RECORDED DATA

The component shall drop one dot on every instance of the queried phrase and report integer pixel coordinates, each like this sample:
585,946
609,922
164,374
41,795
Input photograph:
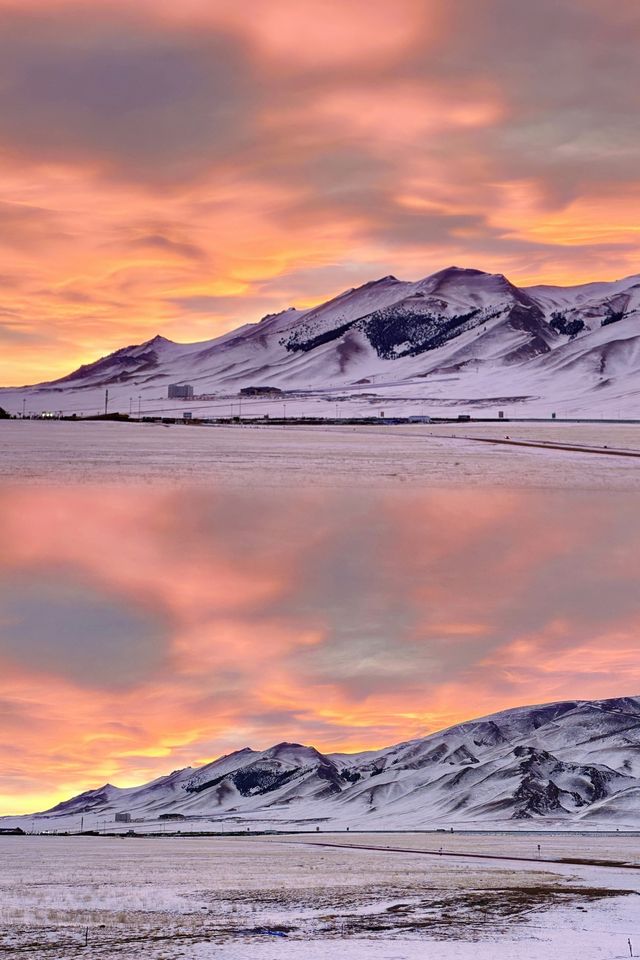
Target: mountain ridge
569,764
457,338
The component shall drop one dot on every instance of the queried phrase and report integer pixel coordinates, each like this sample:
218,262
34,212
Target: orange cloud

REQUEST
Rewrite every line of the records above as a JSON list of strings, one string per line, skipping blank lines and leaving the pictures out.

EXERCISE ANSWER
[
  "The component shall drop one dot on every instance of the queried phrase and report integer pixel coordinates, each like this sample:",
  "585,946",
  "609,922",
  "164,374",
  "41,795",
  "Input photograph:",
  "Target: mountain ridge",
  "569,764",
  "457,338",
  "The component shall drop one dot on every instance of the queried phrase and report integer pixel coordinates, each like this sample:",
  "218,262",
  "34,212",
  "Target: orange cloud"
]